> [Aim]
Present, as a numbered list, the lines from the first one through the line holding "237 111 L 222", inclusive, skipping blank lines and leaving out the pictures.

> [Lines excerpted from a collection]
_ _ _ _ _
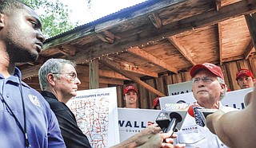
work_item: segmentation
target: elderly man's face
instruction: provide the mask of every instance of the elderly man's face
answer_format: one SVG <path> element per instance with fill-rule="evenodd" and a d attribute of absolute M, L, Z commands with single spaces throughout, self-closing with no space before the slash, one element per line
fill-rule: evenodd
<path fill-rule="evenodd" d="M 221 85 L 217 76 L 210 71 L 201 70 L 194 76 L 192 81 L 194 97 L 201 106 L 206 107 L 206 104 L 214 104 L 220 100 L 225 85 Z"/>

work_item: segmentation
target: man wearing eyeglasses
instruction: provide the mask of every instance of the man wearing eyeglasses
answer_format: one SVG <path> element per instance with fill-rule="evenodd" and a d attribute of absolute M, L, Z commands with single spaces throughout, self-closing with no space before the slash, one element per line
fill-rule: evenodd
<path fill-rule="evenodd" d="M 55 113 L 66 147 L 91 147 L 74 114 L 66 105 L 77 95 L 78 86 L 81 84 L 75 64 L 64 59 L 50 59 L 40 68 L 38 77 L 41 94 Z"/>
<path fill-rule="evenodd" d="M 38 72 L 42 95 L 49 103 L 58 119 L 62 135 L 67 148 L 91 147 L 87 137 L 82 133 L 74 114 L 66 105 L 68 100 L 77 95 L 81 84 L 77 77 L 75 64 L 64 59 L 50 59 Z M 115 147 L 173 147 L 171 132 L 161 133 L 161 128 L 152 125 Z M 166 142 L 162 142 L 165 141 Z M 176 147 L 183 147 L 176 145 Z"/>
<path fill-rule="evenodd" d="M 237 111 L 222 106 L 220 102 L 227 90 L 220 67 L 210 63 L 196 64 L 190 73 L 192 76 L 193 95 L 196 99 L 194 106 L 222 110 L 224 112 Z M 194 117 L 190 114 L 186 116 L 178 132 L 177 142 L 185 143 L 188 147 L 226 147 L 206 127 L 197 125 Z"/>

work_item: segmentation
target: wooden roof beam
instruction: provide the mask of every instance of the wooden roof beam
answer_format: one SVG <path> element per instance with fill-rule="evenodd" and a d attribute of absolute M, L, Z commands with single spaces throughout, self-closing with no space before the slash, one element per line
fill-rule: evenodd
<path fill-rule="evenodd" d="M 254 49 L 254 44 L 253 44 L 253 41 L 250 41 L 244 53 L 244 58 L 246 60 L 247 60 L 249 56 L 253 53 L 253 49 Z"/>
<path fill-rule="evenodd" d="M 102 41 L 113 44 L 114 42 L 115 37 L 117 37 L 114 34 L 108 30 L 103 30 L 99 33 L 95 32 L 96 36 L 100 38 Z M 119 38 L 119 37 L 118 37 Z"/>
<path fill-rule="evenodd" d="M 79 75 L 78 79 L 81 81 L 84 81 L 84 82 L 90 82 L 89 80 L 89 76 L 87 76 L 86 75 Z M 112 79 L 112 78 L 99 78 L 98 79 L 98 82 L 99 84 L 114 84 L 114 85 L 123 85 L 123 80 L 116 80 L 116 79 Z"/>
<path fill-rule="evenodd" d="M 82 66 L 82 65 L 77 65 L 76 67 L 78 73 L 89 73 L 89 67 L 88 66 Z M 88 75 L 87 75 L 88 76 Z M 102 70 L 98 69 L 98 76 L 100 77 L 108 77 L 108 78 L 114 78 L 114 79 L 119 79 L 123 80 L 129 80 L 129 78 L 126 76 L 113 72 L 110 70 Z"/>
<path fill-rule="evenodd" d="M 222 61 L 222 51 L 223 51 L 223 44 L 222 44 L 222 23 L 218 23 L 218 51 L 219 51 L 219 63 L 222 64 L 223 63 Z"/>
<path fill-rule="evenodd" d="M 156 14 L 152 14 L 149 15 L 149 18 L 150 19 L 152 24 L 157 28 L 160 29 L 162 25 L 162 20 Z"/>
<path fill-rule="evenodd" d="M 222 0 L 215 0 L 216 2 L 216 10 L 219 11 L 222 8 Z M 222 23 L 218 22 L 217 25 L 218 35 L 218 51 L 219 51 L 219 63 L 222 64 L 222 50 L 223 50 L 223 44 L 222 44 Z"/>
<path fill-rule="evenodd" d="M 256 50 L 256 13 L 245 15 L 245 18 L 246 20 L 249 32 L 252 39 L 253 46 Z M 246 52 L 245 53 L 246 59 L 247 59 L 249 56 L 249 54 L 252 53 L 253 49 L 254 48 L 251 48 L 250 50 L 250 47 L 247 48 Z"/>
<path fill-rule="evenodd" d="M 212 10 L 207 12 L 199 14 L 192 17 L 186 18 L 174 21 L 170 24 L 162 25 L 158 29 L 154 29 L 155 27 L 148 27 L 141 30 L 139 38 L 138 33 L 134 33 L 126 38 L 121 38 L 114 44 L 100 44 L 96 45 L 92 48 L 93 50 L 97 51 L 93 55 L 93 57 L 98 57 L 102 55 L 110 53 L 109 50 L 103 50 L 102 49 L 111 49 L 110 53 L 120 52 L 120 50 L 128 49 L 131 46 L 136 45 L 142 45 L 150 41 L 157 41 L 161 38 L 173 36 L 193 28 L 200 28 L 217 24 L 220 21 L 227 20 L 230 18 L 238 17 L 244 14 L 248 14 L 256 12 L 256 1 L 254 0 L 242 0 L 228 6 L 222 6 L 219 11 Z M 149 33 L 152 34 L 149 36 Z M 118 48 L 116 48 L 116 47 Z M 89 59 L 89 56 L 86 53 L 76 55 L 74 59 L 78 60 L 85 60 Z"/>
<path fill-rule="evenodd" d="M 58 47 L 58 51 L 65 56 L 74 56 L 76 53 L 76 47 L 65 45 Z"/>
<path fill-rule="evenodd" d="M 134 76 L 132 76 L 132 74 L 130 72 L 126 72 L 125 70 L 123 70 L 118 64 L 114 62 L 112 60 L 109 59 L 108 57 L 103 56 L 102 58 L 101 58 L 100 61 L 101 61 L 101 63 L 104 63 L 106 65 L 110 67 L 114 71 L 115 71 L 115 72 L 125 76 L 126 77 L 132 80 L 133 81 L 136 82 L 138 84 L 142 85 L 146 89 L 156 94 L 157 95 L 158 95 L 160 97 L 166 96 L 165 94 L 160 92 L 159 91 L 152 88 L 150 85 L 149 85 L 146 83 L 141 80 L 139 79 L 139 77 Z"/>
<path fill-rule="evenodd" d="M 27 68 L 26 69 L 22 70 L 22 80 L 31 77 L 31 76 L 38 76 L 38 71 L 41 66 L 42 66 L 41 64 L 34 65 L 30 68 Z"/>
<path fill-rule="evenodd" d="M 193 65 L 196 64 L 194 60 L 191 57 L 190 54 L 187 52 L 187 49 L 185 49 L 178 41 L 174 36 L 168 37 L 168 41 L 183 55 L 183 56 L 189 60 Z"/>
<path fill-rule="evenodd" d="M 154 77 L 154 78 L 158 78 L 158 74 L 157 72 L 150 72 L 148 69 L 146 69 L 146 68 L 138 68 L 138 67 L 136 67 L 136 66 L 126 64 L 126 63 L 119 63 L 119 65 L 125 71 L 131 72 L 133 73 L 137 73 L 137 74 L 140 74 L 140 75 L 145 75 L 145 76 L 152 76 L 152 77 Z"/>
<path fill-rule="evenodd" d="M 174 73 L 178 73 L 178 69 L 170 66 L 167 63 L 164 62 L 163 60 L 158 59 L 156 56 L 153 56 L 152 54 L 139 49 L 139 48 L 132 48 L 128 49 L 128 52 L 134 54 L 136 56 L 138 56 L 148 61 L 150 61 L 151 63 L 157 64 L 165 69 L 167 69 L 168 71 L 170 71 Z"/>

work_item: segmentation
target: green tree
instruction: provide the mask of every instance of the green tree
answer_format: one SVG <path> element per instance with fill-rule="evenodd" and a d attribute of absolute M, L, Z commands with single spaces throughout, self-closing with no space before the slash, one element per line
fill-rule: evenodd
<path fill-rule="evenodd" d="M 69 18 L 71 11 L 66 5 L 58 0 L 50 2 L 49 0 L 22 0 L 30 6 L 39 15 L 42 24 L 42 33 L 46 38 L 56 36 L 68 31 L 77 23 L 73 24 Z"/>

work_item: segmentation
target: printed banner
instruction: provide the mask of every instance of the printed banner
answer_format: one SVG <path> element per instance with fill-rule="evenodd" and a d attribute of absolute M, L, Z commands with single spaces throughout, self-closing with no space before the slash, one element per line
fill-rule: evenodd
<path fill-rule="evenodd" d="M 78 91 L 66 105 L 92 147 L 119 143 L 116 88 Z"/>

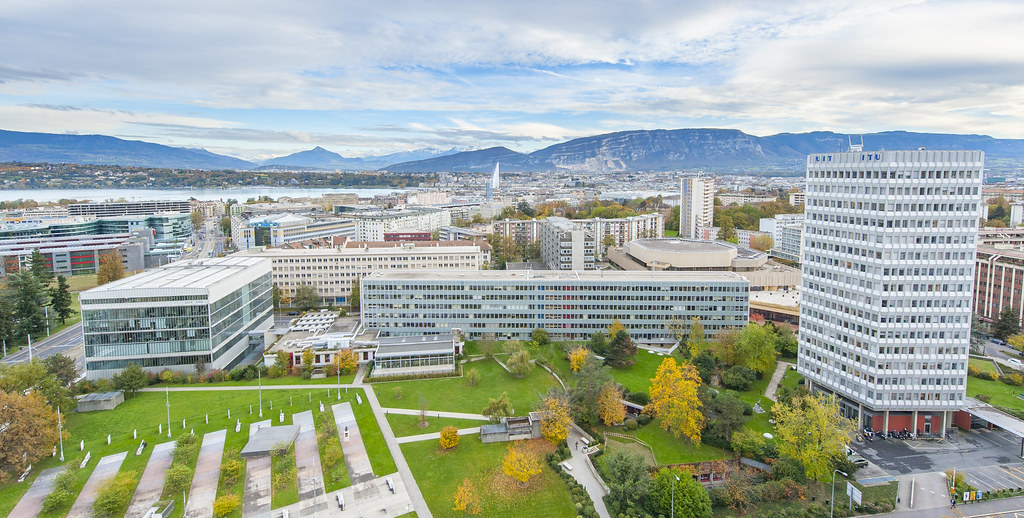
_ _ _ _ _
> [Completed task]
1. work_item: segmentation
2. target: elderly man's face
3. instruction: provide the mask of every instance of the elderly man's face
4. answer_format: one SVG <path> element per instance with fill-rule="evenodd" and a d attribute of absolute M, L, Z commands with single spaces throughout, self-closing with no space before the slash, one element per line
5. fill-rule: evenodd
6. <path fill-rule="evenodd" d="M 221 85 L 217 76 L 210 71 L 201 70 L 194 76 L 192 81 L 194 97 L 201 106 L 206 107 L 206 104 L 214 104 L 220 100 L 225 85 Z"/>
7. work_item: segmentation
8. target: man wearing eyeglasses
9. instruction: provide the mask of every instance of the man wearing eyeglasses
10. answer_format: one SVG <path> element per instance with fill-rule="evenodd" and a d attribute of absolute M, L, Z commands with single spaces throughout, self-closing with no space before the slash, one element per line
11. fill-rule: evenodd
12. <path fill-rule="evenodd" d="M 55 113 L 66 147 L 91 147 L 74 114 L 66 105 L 77 95 L 78 86 L 81 84 L 75 64 L 64 59 L 50 59 L 40 68 L 38 77 L 41 94 Z"/>
13. <path fill-rule="evenodd" d="M 38 72 L 42 95 L 49 103 L 58 119 L 62 135 L 67 148 L 91 147 L 87 137 L 82 133 L 74 114 L 66 105 L 68 100 L 77 95 L 81 84 L 77 77 L 75 64 L 64 59 L 50 59 Z M 115 147 L 173 147 L 171 132 L 161 133 L 161 128 L 152 125 Z M 166 142 L 162 142 L 165 141 Z M 176 147 L 183 147 L 176 145 Z"/>
14. <path fill-rule="evenodd" d="M 237 111 L 222 106 L 220 102 L 227 90 L 220 67 L 210 63 L 196 64 L 190 73 L 192 76 L 193 95 L 196 99 L 194 106 L 222 110 L 224 112 Z M 194 117 L 190 114 L 186 116 L 178 132 L 177 142 L 185 143 L 188 147 L 226 147 L 206 127 L 197 125 Z"/>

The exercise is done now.